**Extract to read:**
▽

Full consideration of the Belshazzar Property Agreement consists of the following: (i) an initial cash payment of $20,000 to be paid within 90 days from the execution of the Belshazzar Property Agreement on June 4, 2021 (the “effective date”), and (ii) annual payments of $20,000 to be paid on the anniversary of the Effective Date while the Belshazzar Property Agreement remains in effect. The Company has the exclusive option and right to acquire 100% ownership of the Belshazzar Property (the “Belshazzar Purchase Option”). To exercise the Belshazzar Purchase Option, the Company will be required to pay $800,000 (the “Belshazzar Purchase Price”). The Belshazzar Purchase Price can be paid in either cash and/or equity of the Company, or a combination thereof, at the election of Belshazzar. The annual payments paid by the Company to BH, shall not be applied or credited against the Belshazzar Purchase Price. The Belshazzar Property is subject to a 1% Gross Returns Royalty payable to the property owner, from the commencement of commercial production subject to certain terms.

 

 

During the three- and nine-month periods ended September 30, 2024 and 2023, the Company paid $20,000, each, in annual payments required under the Belshazzar Property Agreement.

 

During the three and nine months ended September 30, 2024 and 2023, the Company paid $3,475 (2023 - $2,825) in annual mining claim fees and spent an additional $500 (2023 - $Nil) for geological work done on the Belshazzar Property. These fees were recorded as part of the Company’s exploration expenses.

△

**Request:** Using the Belshazzar Property disclosure, explain in one to three sentences why the Company paid $20,000 in both 2024 and 2023.

**Data segment:**
▽

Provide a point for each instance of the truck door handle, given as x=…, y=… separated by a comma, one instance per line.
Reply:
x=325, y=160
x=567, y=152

△

**Answer below:** The Belshazzar Property Agreement requires annual payments of $20,000 on each anniversary of its June 4, 2021 effective date for as long as the agreement remains in effect. The $20,000 paid in each of 2024 and 2023 was that required annual payment.